Pick out each line in the entries below that contains the string "with", and copy those lines. Case counts, so a match must have the same capitalization.
-------- Records shown
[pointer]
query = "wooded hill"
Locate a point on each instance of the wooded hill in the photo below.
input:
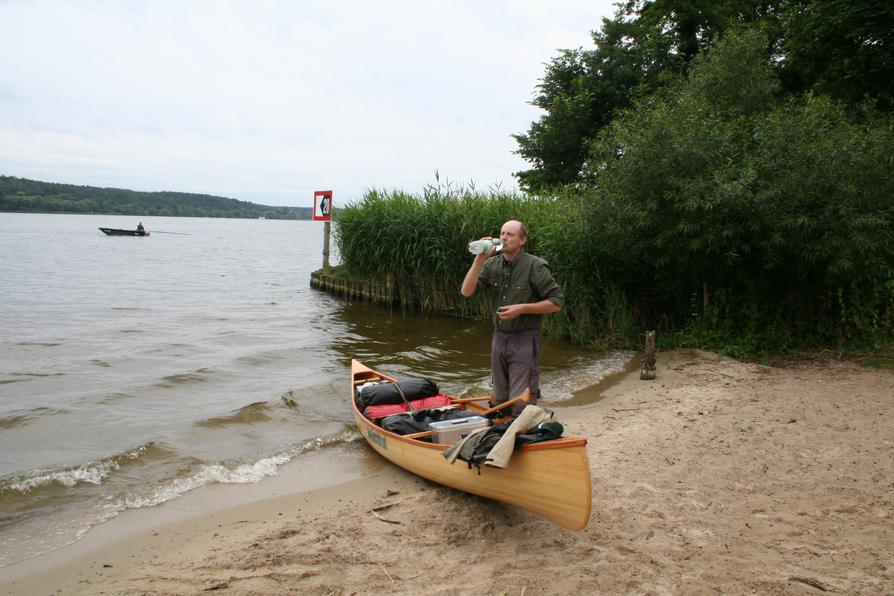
(32, 196)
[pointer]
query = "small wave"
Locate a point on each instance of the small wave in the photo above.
(221, 473)
(38, 375)
(91, 473)
(195, 377)
(580, 376)
(258, 411)
(28, 417)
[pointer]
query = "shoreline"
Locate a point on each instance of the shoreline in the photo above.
(717, 476)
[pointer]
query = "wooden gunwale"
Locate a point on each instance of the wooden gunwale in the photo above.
(550, 479)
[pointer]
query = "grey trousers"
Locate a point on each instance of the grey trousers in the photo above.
(515, 366)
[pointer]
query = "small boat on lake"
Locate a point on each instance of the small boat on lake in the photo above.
(549, 478)
(140, 231)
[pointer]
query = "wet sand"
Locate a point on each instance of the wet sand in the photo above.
(718, 476)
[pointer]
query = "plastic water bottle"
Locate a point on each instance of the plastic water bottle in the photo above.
(477, 247)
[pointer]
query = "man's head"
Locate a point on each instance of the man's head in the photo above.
(514, 235)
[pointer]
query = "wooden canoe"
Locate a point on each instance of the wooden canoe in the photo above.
(117, 232)
(550, 478)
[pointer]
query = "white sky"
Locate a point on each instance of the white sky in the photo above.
(267, 101)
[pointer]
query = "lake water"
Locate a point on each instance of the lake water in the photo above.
(135, 370)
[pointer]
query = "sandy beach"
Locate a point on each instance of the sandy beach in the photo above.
(717, 477)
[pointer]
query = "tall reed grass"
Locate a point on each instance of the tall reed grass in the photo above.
(421, 240)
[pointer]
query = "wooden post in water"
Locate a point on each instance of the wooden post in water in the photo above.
(326, 225)
(647, 372)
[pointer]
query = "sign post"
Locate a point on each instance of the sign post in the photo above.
(323, 212)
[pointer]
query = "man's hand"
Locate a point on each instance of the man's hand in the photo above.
(507, 313)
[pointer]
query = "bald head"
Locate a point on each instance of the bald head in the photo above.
(514, 235)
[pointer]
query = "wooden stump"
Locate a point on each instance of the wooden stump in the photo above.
(647, 372)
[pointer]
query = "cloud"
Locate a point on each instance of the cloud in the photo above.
(266, 101)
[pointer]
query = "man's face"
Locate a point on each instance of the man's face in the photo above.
(511, 236)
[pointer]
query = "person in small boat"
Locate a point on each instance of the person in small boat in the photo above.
(522, 290)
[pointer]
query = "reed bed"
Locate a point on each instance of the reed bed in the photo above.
(421, 240)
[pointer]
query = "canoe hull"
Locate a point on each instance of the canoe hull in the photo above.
(117, 232)
(550, 479)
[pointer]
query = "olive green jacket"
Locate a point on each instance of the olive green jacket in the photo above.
(524, 280)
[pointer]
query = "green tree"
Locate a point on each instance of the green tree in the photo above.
(843, 48)
(645, 45)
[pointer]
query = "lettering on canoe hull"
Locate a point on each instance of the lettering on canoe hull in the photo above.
(377, 438)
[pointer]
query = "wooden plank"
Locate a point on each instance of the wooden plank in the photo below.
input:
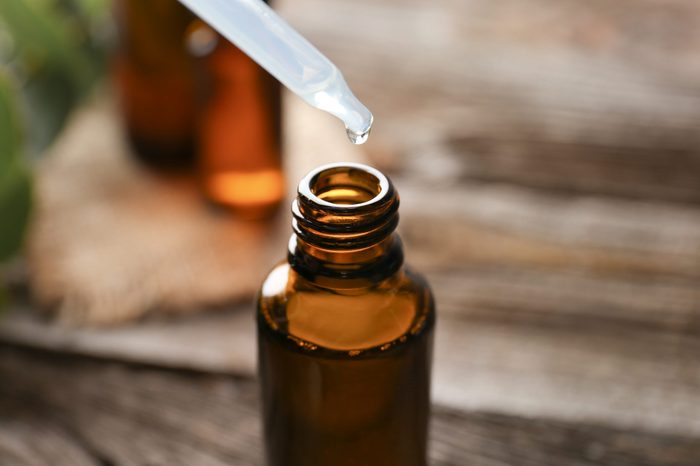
(445, 225)
(628, 377)
(573, 97)
(129, 415)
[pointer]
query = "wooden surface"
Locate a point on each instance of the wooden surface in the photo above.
(78, 411)
(547, 154)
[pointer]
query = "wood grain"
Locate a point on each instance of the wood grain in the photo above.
(565, 96)
(98, 413)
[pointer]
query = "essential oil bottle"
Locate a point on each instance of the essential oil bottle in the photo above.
(345, 331)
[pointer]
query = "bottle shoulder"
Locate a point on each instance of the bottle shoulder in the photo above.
(345, 318)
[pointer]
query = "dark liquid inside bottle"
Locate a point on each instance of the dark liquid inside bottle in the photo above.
(345, 340)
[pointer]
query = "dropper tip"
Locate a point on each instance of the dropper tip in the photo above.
(360, 137)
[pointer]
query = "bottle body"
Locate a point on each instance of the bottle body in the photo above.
(155, 82)
(189, 98)
(345, 348)
(240, 161)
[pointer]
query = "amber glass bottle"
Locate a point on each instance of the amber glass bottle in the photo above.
(155, 80)
(240, 152)
(186, 92)
(345, 331)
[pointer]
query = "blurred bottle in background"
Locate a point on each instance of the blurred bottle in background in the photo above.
(240, 129)
(190, 97)
(155, 80)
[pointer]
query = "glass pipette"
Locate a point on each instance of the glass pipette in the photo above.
(264, 36)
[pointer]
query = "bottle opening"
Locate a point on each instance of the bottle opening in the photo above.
(345, 185)
(345, 206)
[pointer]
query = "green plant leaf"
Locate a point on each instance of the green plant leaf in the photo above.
(15, 179)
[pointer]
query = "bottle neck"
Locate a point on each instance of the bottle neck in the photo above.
(344, 219)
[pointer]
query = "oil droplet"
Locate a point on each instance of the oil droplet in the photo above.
(358, 138)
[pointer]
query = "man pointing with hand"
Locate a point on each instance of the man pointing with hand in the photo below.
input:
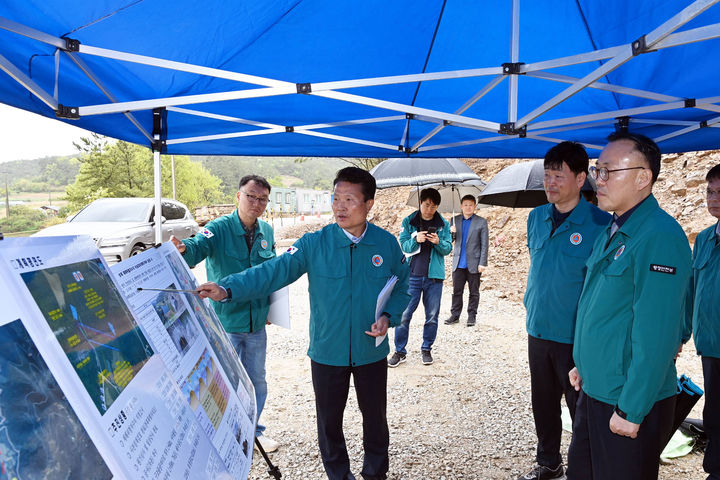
----------------
* **Output below**
query = "man pointing with hand"
Locate a point on each instance of the man pointing with hand in the photo below.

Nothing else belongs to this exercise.